Written instruction – Extract verbatim the lines in the entries below from the line containing "of the <item>graffiti" through the line containing "M 13 35 L 11 21 L 2 23 L 3 75 L 13 76 Z", inclusive of both.

Labeling and segmentation entries

-- -- --

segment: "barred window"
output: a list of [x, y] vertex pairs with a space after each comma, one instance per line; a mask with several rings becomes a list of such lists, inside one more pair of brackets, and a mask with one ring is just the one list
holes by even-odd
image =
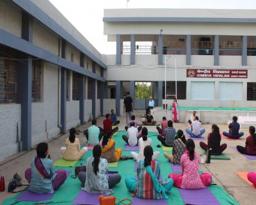
[[41, 62], [33, 61], [32, 69], [32, 102], [39, 102], [41, 101]]
[[[163, 81], [163, 99], [165, 98], [165, 82]], [[175, 95], [175, 81], [167, 81], [167, 95], [173, 95], [172, 96], [167, 96], [167, 99], [173, 99]], [[177, 81], [177, 99], [186, 99], [187, 98], [187, 81]]]
[[0, 57], [0, 104], [17, 102], [17, 61]]
[[247, 83], [247, 100], [256, 101], [256, 83]]
[[72, 100], [78, 101], [77, 88], [78, 88], [78, 74], [77, 72], [73, 72], [72, 81]]

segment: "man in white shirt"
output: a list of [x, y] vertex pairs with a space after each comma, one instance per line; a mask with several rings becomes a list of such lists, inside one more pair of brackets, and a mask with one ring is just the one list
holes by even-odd
[[186, 128], [186, 132], [191, 137], [201, 137], [205, 133], [205, 129], [201, 128], [201, 124], [199, 121], [197, 116], [195, 117], [195, 120], [191, 123], [191, 129]]
[[134, 122], [131, 122], [131, 127], [127, 129], [128, 136], [123, 135], [123, 140], [130, 146], [136, 146], [138, 145], [138, 129], [134, 127]]

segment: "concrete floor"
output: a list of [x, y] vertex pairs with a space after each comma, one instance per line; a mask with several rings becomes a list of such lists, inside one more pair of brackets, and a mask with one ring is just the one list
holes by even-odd
[[[141, 122], [141, 113], [137, 111], [135, 113], [136, 119], [139, 122]], [[104, 117], [101, 117], [98, 119], [98, 125], [102, 126], [102, 121]], [[121, 120], [119, 126], [120, 130], [124, 129], [125, 124], [125, 117], [120, 117], [119, 119]], [[91, 126], [91, 122], [87, 123], [86, 125], [79, 126], [77, 129], [81, 131], [84, 130], [85, 128]], [[228, 129], [227, 125], [219, 124], [221, 131]], [[206, 130], [206, 133], [211, 131], [210, 124], [203, 124], [203, 127]], [[187, 124], [183, 123], [176, 123], [174, 127], [178, 129], [183, 129], [187, 127]], [[148, 127], [149, 131], [156, 131], [155, 126]], [[248, 136], [248, 130], [241, 130], [245, 133], [245, 136]], [[237, 154], [235, 151], [232, 149], [230, 147], [237, 145], [244, 145], [246, 137], [242, 137], [241, 141], [230, 141], [225, 139], [222, 139], [222, 143], [226, 143], [228, 148], [224, 151], [228, 156], [231, 158], [231, 160], [212, 160], [210, 164], [200, 165], [200, 168], [204, 171], [207, 171], [211, 173], [213, 176], [214, 181], [219, 185], [222, 186], [225, 190], [232, 195], [240, 204], [256, 204], [256, 190], [251, 187], [248, 184], [244, 182], [239, 177], [238, 177], [235, 172], [250, 172], [256, 171], [256, 160], [249, 160], [242, 156], [241, 154]], [[68, 134], [59, 135], [56, 136], [54, 139], [48, 141], [50, 145], [50, 152], [53, 161], [57, 160], [61, 156], [60, 151], [60, 147], [64, 145], [65, 139], [68, 137]], [[86, 142], [86, 138], [81, 133], [78, 136], [81, 144]], [[198, 149], [199, 141], [195, 141], [196, 145], [196, 151], [197, 153], [201, 153], [201, 151]], [[6, 159], [5, 161], [0, 163], [0, 174], [3, 174], [5, 179], [6, 191], [1, 192], [0, 193], [0, 203], [7, 198], [14, 195], [14, 193], [10, 193], [6, 192], [7, 184], [13, 176], [17, 172], [21, 176], [24, 178], [24, 172], [26, 168], [30, 167], [31, 158], [35, 156], [35, 150], [27, 152], [22, 152], [14, 156], [12, 156]], [[24, 183], [26, 183], [24, 181]], [[17, 189], [18, 190], [18, 189]]]

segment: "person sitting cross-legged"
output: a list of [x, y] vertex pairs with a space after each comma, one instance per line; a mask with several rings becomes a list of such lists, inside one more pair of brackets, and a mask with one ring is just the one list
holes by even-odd
[[165, 135], [162, 136], [158, 135], [158, 139], [163, 145], [165, 147], [172, 147], [175, 140], [175, 128], [172, 127], [172, 121], [168, 120], [168, 127], [165, 129]]
[[138, 131], [134, 127], [134, 122], [131, 122], [131, 127], [128, 128], [128, 136], [123, 135], [123, 140], [130, 146], [136, 146], [138, 145]]
[[116, 114], [114, 113], [114, 110], [111, 110], [111, 114], [110, 115], [110, 119], [113, 122], [113, 126], [117, 126], [119, 123], [120, 123], [120, 120], [117, 120]]
[[147, 114], [146, 117], [145, 118], [145, 121], [142, 122], [142, 124], [145, 126], [152, 126], [156, 123], [156, 121], [154, 121], [154, 117], [151, 115], [151, 111]]
[[244, 135], [243, 132], [239, 133], [240, 124], [237, 122], [237, 117], [232, 117], [232, 122], [228, 126], [229, 132], [223, 132], [223, 135], [232, 139], [238, 139]]
[[208, 149], [212, 149], [212, 154], [219, 155], [226, 149], [226, 144], [221, 145], [221, 136], [219, 134], [219, 128], [215, 125], [212, 126], [212, 133], [208, 135], [208, 145], [203, 142], [200, 142], [200, 147], [205, 152]]
[[91, 121], [92, 126], [84, 131], [84, 133], [89, 145], [96, 145], [99, 143], [103, 136], [103, 129], [97, 127], [97, 120], [93, 119]]
[[105, 115], [105, 119], [103, 120], [103, 134], [105, 135], [107, 131], [111, 131], [112, 132], [112, 135], [114, 134], [118, 131], [118, 127], [116, 127], [112, 129], [113, 121], [109, 118], [109, 114], [107, 113]]
[[186, 128], [186, 132], [190, 135], [191, 137], [201, 137], [205, 133], [205, 129], [201, 127], [201, 124], [199, 121], [197, 116], [195, 117], [195, 120], [191, 123], [191, 129]]
[[246, 138], [245, 142], [245, 147], [237, 145], [237, 151], [244, 154], [256, 155], [256, 134], [255, 127], [250, 126], [249, 127], [250, 136]]

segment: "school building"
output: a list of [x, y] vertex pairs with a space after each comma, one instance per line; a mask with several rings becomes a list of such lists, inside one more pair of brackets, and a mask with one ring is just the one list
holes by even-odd
[[110, 109], [122, 114], [125, 92], [144, 109], [137, 82], [151, 83], [161, 106], [165, 62], [167, 93], [177, 86], [181, 106], [255, 106], [253, 10], [105, 10], [103, 21], [116, 54], [100, 54], [46, 0], [0, 1], [0, 161]]

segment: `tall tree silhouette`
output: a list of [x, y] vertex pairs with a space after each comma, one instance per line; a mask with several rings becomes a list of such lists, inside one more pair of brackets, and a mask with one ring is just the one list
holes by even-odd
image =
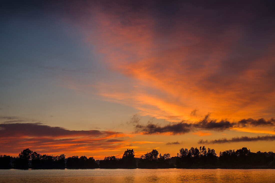
[[26, 149], [21, 151], [16, 157], [14, 164], [14, 168], [16, 169], [28, 169], [29, 168], [29, 161], [32, 151], [29, 149]]
[[10, 168], [10, 158], [9, 156], [0, 155], [0, 169], [9, 169]]
[[133, 149], [128, 149], [124, 152], [122, 158], [120, 161], [122, 168], [136, 168], [136, 161], [135, 158]]

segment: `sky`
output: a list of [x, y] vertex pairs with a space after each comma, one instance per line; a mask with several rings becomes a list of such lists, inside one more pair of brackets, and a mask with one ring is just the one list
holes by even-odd
[[0, 154], [275, 151], [273, 1], [3, 1]]

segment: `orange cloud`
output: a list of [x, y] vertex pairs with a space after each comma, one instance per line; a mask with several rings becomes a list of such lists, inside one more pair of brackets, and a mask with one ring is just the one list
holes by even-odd
[[212, 134], [209, 132], [205, 132], [202, 131], [200, 131], [196, 133], [192, 133], [193, 134], [196, 134], [197, 135], [199, 136], [204, 136], [207, 135], [210, 135]]
[[[81, 7], [92, 18], [79, 18], [105, 65], [130, 79], [99, 81], [97, 94], [105, 100], [172, 121], [197, 119], [209, 112], [236, 120], [274, 116], [274, 44], [261, 41], [265, 33], [257, 33], [255, 44], [249, 44], [248, 34], [254, 35], [243, 24], [210, 21], [206, 17], [212, 13], [207, 9], [198, 12], [184, 3], [179, 5], [192, 16], [178, 12], [169, 21], [146, 6], [133, 10], [130, 4], [121, 5], [110, 10], [86, 4]], [[197, 117], [190, 115], [194, 109]]]

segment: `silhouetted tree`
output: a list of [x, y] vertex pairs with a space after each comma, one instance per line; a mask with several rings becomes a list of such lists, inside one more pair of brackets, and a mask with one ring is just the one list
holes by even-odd
[[9, 169], [10, 168], [10, 158], [9, 156], [0, 155], [0, 169]]
[[108, 156], [99, 162], [101, 168], [118, 168], [120, 167], [119, 164], [119, 159], [114, 156]]
[[16, 169], [29, 168], [29, 161], [31, 159], [32, 153], [32, 151], [28, 148], [21, 151], [14, 162], [14, 168]]
[[120, 161], [122, 168], [135, 168], [137, 167], [136, 161], [135, 158], [133, 149], [128, 149], [124, 152]]

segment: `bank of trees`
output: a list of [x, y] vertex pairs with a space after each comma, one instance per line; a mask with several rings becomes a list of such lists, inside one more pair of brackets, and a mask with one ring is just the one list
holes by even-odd
[[177, 154], [178, 168], [196, 167], [206, 165], [213, 166], [217, 164], [218, 157], [215, 150], [205, 146], [199, 149], [192, 147], [189, 150], [182, 148]]
[[99, 165], [92, 157], [41, 154], [29, 149], [22, 151], [16, 157], [0, 155], [0, 169], [178, 168], [275, 168], [275, 153], [251, 152], [246, 147], [220, 152], [205, 146], [189, 149], [182, 148], [176, 157], [162, 155], [155, 149], [139, 158], [133, 149], [125, 151], [121, 158], [105, 157]]
[[121, 158], [114, 156], [105, 157], [99, 162], [101, 168], [136, 168], [136, 161], [133, 149], [125, 151]]
[[138, 165], [141, 168], [174, 168], [174, 165], [169, 163], [171, 158], [170, 154], [167, 153], [161, 155], [155, 149], [147, 153], [140, 157]]

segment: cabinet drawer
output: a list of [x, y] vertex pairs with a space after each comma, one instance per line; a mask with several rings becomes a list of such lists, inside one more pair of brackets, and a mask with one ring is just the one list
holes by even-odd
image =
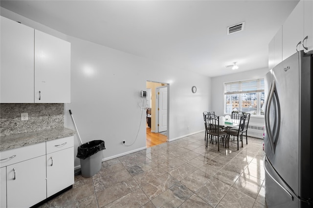
[[45, 142], [1, 151], [0, 151], [0, 168], [45, 154]]
[[46, 142], [47, 154], [74, 147], [74, 136], [61, 138], [61, 139]]

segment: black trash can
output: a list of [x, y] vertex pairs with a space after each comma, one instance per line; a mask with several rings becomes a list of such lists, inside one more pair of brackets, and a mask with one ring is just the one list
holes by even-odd
[[93, 176], [101, 169], [102, 150], [105, 150], [104, 141], [93, 140], [79, 146], [76, 157], [80, 159], [82, 176]]

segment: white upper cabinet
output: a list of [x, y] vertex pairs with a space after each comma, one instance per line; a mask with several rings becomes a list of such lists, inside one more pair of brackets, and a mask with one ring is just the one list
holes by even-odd
[[304, 38], [308, 36], [308, 38], [302, 40], [303, 46], [308, 48], [304, 49], [307, 52], [313, 50], [313, 1], [305, 0], [304, 2]]
[[70, 102], [70, 43], [37, 30], [35, 102]]
[[1, 103], [70, 102], [70, 43], [1, 17]]
[[283, 25], [283, 60], [302, 50], [303, 1], [300, 1]]
[[1, 17], [1, 103], [34, 102], [34, 29]]
[[313, 1], [301, 0], [283, 25], [283, 60], [313, 50]]
[[283, 60], [283, 28], [281, 27], [268, 44], [268, 69], [271, 70]]

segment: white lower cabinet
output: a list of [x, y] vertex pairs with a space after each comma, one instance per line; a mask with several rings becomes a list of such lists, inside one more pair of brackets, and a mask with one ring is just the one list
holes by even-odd
[[0, 208], [6, 207], [6, 167], [0, 168]]
[[46, 198], [45, 155], [6, 167], [8, 208], [30, 207]]
[[[66, 137], [53, 140], [52, 145], [47, 142], [47, 197], [74, 184], [73, 141], [72, 137]], [[62, 150], [48, 153], [49, 146]]]
[[73, 136], [1, 151], [0, 157], [1, 208], [32, 207], [74, 184]]

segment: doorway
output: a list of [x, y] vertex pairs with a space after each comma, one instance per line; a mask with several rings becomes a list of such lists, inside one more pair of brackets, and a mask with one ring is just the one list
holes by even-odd
[[[151, 92], [150, 95], [149, 94], [147, 95], [147, 106], [150, 108], [147, 109], [146, 112], [151, 113], [150, 114], [147, 114], [146, 145], [147, 148], [163, 143], [167, 141], [168, 126], [167, 124], [168, 119], [164, 117], [164, 112], [163, 112], [163, 115], [159, 116], [159, 111], [158, 110], [158, 108], [159, 109], [158, 96], [161, 94], [162, 96], [161, 99], [162, 100], [162, 109], [163, 111], [166, 111], [166, 114], [168, 113], [169, 111], [167, 108], [168, 106], [168, 99], [167, 99], [168, 87], [169, 87], [169, 85], [166, 83], [151, 81], [147, 81], [146, 82], [147, 91]], [[161, 94], [158, 93], [159, 90], [162, 89], [162, 88], [163, 88], [163, 92]], [[165, 91], [165, 93], [164, 93], [164, 89], [166, 89]], [[165, 96], [166, 96], [166, 99], [162, 99]], [[160, 130], [158, 128], [159, 126], [159, 117], [160, 119], [163, 118], [162, 129], [160, 129]], [[164, 126], [164, 124], [166, 124], [165, 126]], [[159, 131], [161, 131], [161, 132], [158, 132]]]

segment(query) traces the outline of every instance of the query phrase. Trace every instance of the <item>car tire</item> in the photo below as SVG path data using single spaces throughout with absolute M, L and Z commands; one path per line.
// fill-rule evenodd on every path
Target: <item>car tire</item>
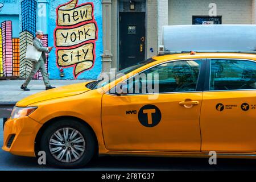
M 70 119 L 59 120 L 49 125 L 42 136 L 40 148 L 46 152 L 47 164 L 69 168 L 85 166 L 97 151 L 91 130 L 79 121 Z

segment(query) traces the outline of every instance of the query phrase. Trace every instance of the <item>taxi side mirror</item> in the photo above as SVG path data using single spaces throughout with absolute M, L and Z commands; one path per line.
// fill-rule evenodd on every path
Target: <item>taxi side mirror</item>
M 127 88 L 126 82 L 118 83 L 115 86 L 115 94 L 117 96 L 126 95 L 127 94 Z

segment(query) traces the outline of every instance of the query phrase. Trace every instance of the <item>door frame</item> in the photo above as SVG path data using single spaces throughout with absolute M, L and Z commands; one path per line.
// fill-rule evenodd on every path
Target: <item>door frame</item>
M 147 59 L 147 1 L 146 1 L 146 12 L 145 12 L 145 58 Z M 119 41 L 120 41 L 120 30 L 119 30 L 119 0 L 117 0 L 117 65 L 116 69 L 117 72 L 119 71 Z M 134 12 L 136 13 L 136 12 Z
M 198 81 L 197 81 L 197 85 L 196 86 L 196 91 L 188 91 L 188 92 L 167 92 L 167 93 L 159 93 L 158 94 L 170 94 L 170 93 L 195 93 L 195 92 L 204 92 L 204 88 L 205 86 L 205 85 L 207 85 L 205 84 L 205 79 L 207 79 L 208 75 L 208 72 L 209 71 L 209 69 L 208 69 L 207 68 L 207 59 L 206 58 L 193 58 L 193 59 L 175 59 L 175 60 L 168 60 L 168 61 L 166 61 L 164 62 L 162 62 L 162 63 L 159 63 L 158 64 L 156 64 L 152 66 L 151 66 L 148 68 L 147 68 L 141 71 L 139 71 L 139 72 L 134 74 L 134 75 L 133 75 L 132 76 L 128 77 L 126 79 L 124 79 L 123 80 L 121 80 L 119 82 L 125 82 L 127 80 L 128 80 L 129 79 L 130 79 L 131 78 L 133 78 L 134 77 L 135 77 L 136 76 L 137 76 L 138 74 L 140 74 L 148 69 L 150 69 L 152 68 L 157 67 L 158 65 L 159 65 L 160 64 L 166 64 L 166 63 L 170 63 L 170 62 L 173 62 L 173 61 L 186 61 L 186 60 L 201 60 L 202 61 L 202 64 L 201 65 L 201 67 L 200 67 L 200 71 L 199 72 L 199 77 L 198 77 Z M 148 94 L 146 94 L 146 93 L 135 93 L 135 94 L 114 94 L 114 93 L 111 93 L 110 92 L 111 92 L 111 90 L 113 89 L 113 88 L 114 88 L 117 84 L 119 83 L 117 83 L 117 84 L 115 85 L 113 85 L 113 86 L 112 87 L 109 88 L 109 90 L 106 92 L 105 93 L 105 94 L 108 94 L 108 95 L 111 95 L 111 96 L 115 96 L 117 97 L 122 97 L 122 96 L 127 96 L 127 95 L 129 96 L 137 96 L 137 95 L 148 95 Z
M 207 58 L 206 60 L 206 67 L 205 67 L 205 80 L 204 85 L 204 92 L 230 92 L 230 91 L 246 91 L 246 90 L 255 90 L 256 89 L 241 89 L 241 90 L 210 90 L 210 73 L 211 73 L 211 61 L 212 60 L 241 60 L 241 61 L 248 61 L 254 62 L 256 63 L 256 61 L 247 59 L 239 59 L 239 58 L 228 58 L 228 57 L 216 57 L 216 58 Z

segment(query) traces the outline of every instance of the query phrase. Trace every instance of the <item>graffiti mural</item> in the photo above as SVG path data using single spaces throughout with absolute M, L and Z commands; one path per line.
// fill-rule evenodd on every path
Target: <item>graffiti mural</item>
M 77 3 L 72 0 L 57 8 L 54 32 L 57 65 L 73 67 L 76 78 L 93 67 L 98 33 L 93 3 Z
M 21 2 L 22 31 L 27 31 L 35 36 L 36 24 L 36 2 L 23 0 Z
M 13 35 L 11 21 L 2 23 L 3 75 L 13 76 Z
M 97 78 L 103 52 L 102 30 L 98 28 L 102 24 L 101 0 L 80 2 L 17 0 L 3 6 L 0 2 L 0 77 L 27 77 L 32 64 L 26 60 L 27 47 L 39 28 L 45 33 L 43 45 L 54 46 L 46 55 L 50 79 Z M 42 79 L 40 71 L 33 78 Z

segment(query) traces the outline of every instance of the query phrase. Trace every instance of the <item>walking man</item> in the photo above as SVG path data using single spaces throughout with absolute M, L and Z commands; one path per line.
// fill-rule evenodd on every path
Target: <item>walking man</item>
M 39 51 L 42 51 L 42 56 L 38 62 L 32 61 L 32 70 L 30 72 L 27 80 L 25 81 L 24 84 L 23 84 L 20 89 L 24 90 L 24 91 L 30 90 L 27 88 L 30 80 L 31 80 L 33 76 L 35 73 L 40 69 L 42 75 L 43 76 L 43 80 L 44 80 L 44 85 L 46 85 L 46 90 L 48 90 L 51 89 L 55 88 L 55 87 L 51 86 L 49 82 L 49 78 L 48 77 L 48 74 L 46 71 L 45 64 L 46 63 L 46 52 L 49 53 L 52 49 L 52 47 L 46 47 L 43 46 L 43 44 L 41 42 L 42 39 L 43 37 L 43 32 L 40 30 L 36 31 L 36 38 L 33 40 L 33 46 L 35 47 L 36 49 Z

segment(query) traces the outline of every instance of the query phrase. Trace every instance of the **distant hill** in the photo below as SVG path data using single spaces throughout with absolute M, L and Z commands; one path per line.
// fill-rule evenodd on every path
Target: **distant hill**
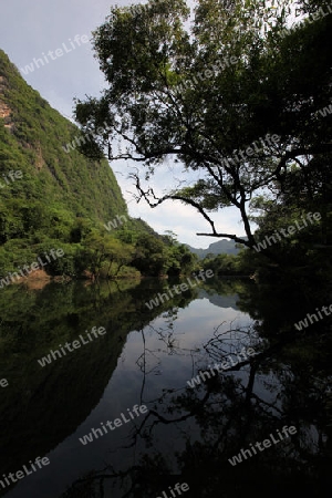
M 187 248 L 194 255 L 197 255 L 200 259 L 204 259 L 207 255 L 237 255 L 239 249 L 236 248 L 236 242 L 234 240 L 221 239 L 218 242 L 212 242 L 207 249 L 196 249 L 195 247 L 188 246 Z

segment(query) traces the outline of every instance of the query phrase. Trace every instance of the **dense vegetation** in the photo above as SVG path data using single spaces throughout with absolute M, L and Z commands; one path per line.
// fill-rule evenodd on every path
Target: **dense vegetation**
M 114 278 L 190 269 L 195 258 L 184 246 L 129 218 L 105 159 L 65 152 L 80 131 L 24 82 L 1 51 L 0 105 L 1 277 L 38 257 L 45 261 L 52 248 L 62 248 L 64 256 L 45 266 L 50 274 Z M 15 172 L 21 174 L 15 177 Z
M 94 33 L 108 85 L 100 100 L 76 103 L 76 118 L 84 132 L 107 123 L 111 132 L 84 153 L 107 146 L 111 160 L 135 160 L 138 196 L 151 206 L 195 207 L 210 227 L 200 235 L 242 243 L 251 255 L 243 263 L 267 257 L 328 274 L 332 15 L 328 1 L 277 3 L 199 0 L 190 29 L 185 0 L 112 8 Z M 310 21 L 299 22 L 294 8 Z M 116 141 L 125 144 L 118 154 Z M 151 181 L 166 157 L 187 186 L 157 198 Z M 229 206 L 246 238 L 217 230 L 211 212 Z M 308 212 L 321 217 L 256 251 Z

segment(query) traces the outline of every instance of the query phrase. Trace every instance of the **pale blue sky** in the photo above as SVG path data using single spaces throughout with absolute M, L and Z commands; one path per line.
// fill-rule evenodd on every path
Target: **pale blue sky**
M 93 58 L 91 43 L 82 43 L 77 46 L 74 37 L 87 35 L 91 39 L 91 32 L 104 22 L 111 6 L 115 3 L 124 6 L 131 2 L 123 0 L 116 2 L 112 0 L 2 0 L 0 3 L 0 48 L 19 70 L 31 64 L 34 58 L 42 58 L 42 53 L 48 54 L 50 50 L 55 58 L 54 51 L 62 48 L 64 52 L 62 56 L 54 60 L 49 56 L 48 64 L 34 69 L 27 75 L 20 72 L 52 107 L 66 117 L 72 117 L 74 97 L 84 98 L 85 94 L 98 96 L 104 81 L 98 64 Z M 75 49 L 72 48 L 70 40 Z M 68 52 L 63 49 L 63 43 Z M 135 193 L 135 187 L 127 179 L 129 166 L 128 162 L 122 162 L 113 164 L 112 168 L 132 216 L 145 219 L 159 234 L 173 230 L 181 242 L 194 247 L 206 248 L 210 242 L 218 240 L 195 235 L 210 230 L 205 219 L 191 207 L 172 201 L 166 201 L 156 209 L 151 209 L 143 201 L 137 205 L 131 195 L 131 191 Z M 152 185 L 156 187 L 156 191 L 165 191 L 166 187 L 175 185 L 172 164 L 165 164 Z M 237 209 L 222 210 L 222 212 L 214 214 L 212 218 L 219 232 L 243 235 Z

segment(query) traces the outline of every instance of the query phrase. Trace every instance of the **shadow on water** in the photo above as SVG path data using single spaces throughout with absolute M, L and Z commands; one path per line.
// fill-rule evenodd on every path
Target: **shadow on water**
M 152 310 L 145 302 L 162 292 L 156 281 L 8 291 L 7 301 L 0 297 L 1 377 L 10 384 L 0 393 L 8 427 L 1 473 L 60 445 L 87 461 L 50 497 L 173 498 L 176 483 L 188 484 L 188 497 L 330 496 L 331 319 L 294 326 L 329 307 L 330 291 L 215 280 Z M 94 325 L 107 334 L 38 365 Z M 249 346 L 255 356 L 189 387 L 199 372 Z M 80 437 L 135 403 L 148 412 L 126 428 L 65 446 L 79 426 Z M 282 438 L 284 426 L 295 434 Z M 270 446 L 259 445 L 267 439 Z M 17 488 L 9 498 L 28 496 Z

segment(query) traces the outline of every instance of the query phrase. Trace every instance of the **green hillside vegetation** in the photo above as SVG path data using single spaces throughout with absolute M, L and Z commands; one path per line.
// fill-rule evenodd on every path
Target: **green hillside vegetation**
M 187 271 L 195 260 L 189 251 L 129 218 L 105 159 L 65 152 L 80 136 L 0 51 L 0 277 L 38 257 L 45 262 L 52 248 L 64 251 L 45 266 L 52 276 Z

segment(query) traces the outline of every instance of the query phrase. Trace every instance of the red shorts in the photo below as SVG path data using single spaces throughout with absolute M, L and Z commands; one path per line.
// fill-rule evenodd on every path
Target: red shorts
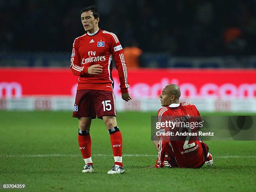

-- -- --

Task result –
segment(query) traces the outline of every instance of the query phrase. Trace every instance of the <item>graffiti mural</item> in the photo above as SVG path data using single spaces throughout with absolute M, L and Z commands; one path per line.
// fill-rule evenodd on every path
Target: <item>graffiti mural</item>
M 77 3 L 72 0 L 57 8 L 54 32 L 57 65 L 73 67 L 76 78 L 93 67 L 98 33 L 93 3 Z
M 21 2 L 22 31 L 27 31 L 35 36 L 36 24 L 36 2 L 23 0 Z
M 13 35 L 11 21 L 2 23 L 3 75 L 13 76 Z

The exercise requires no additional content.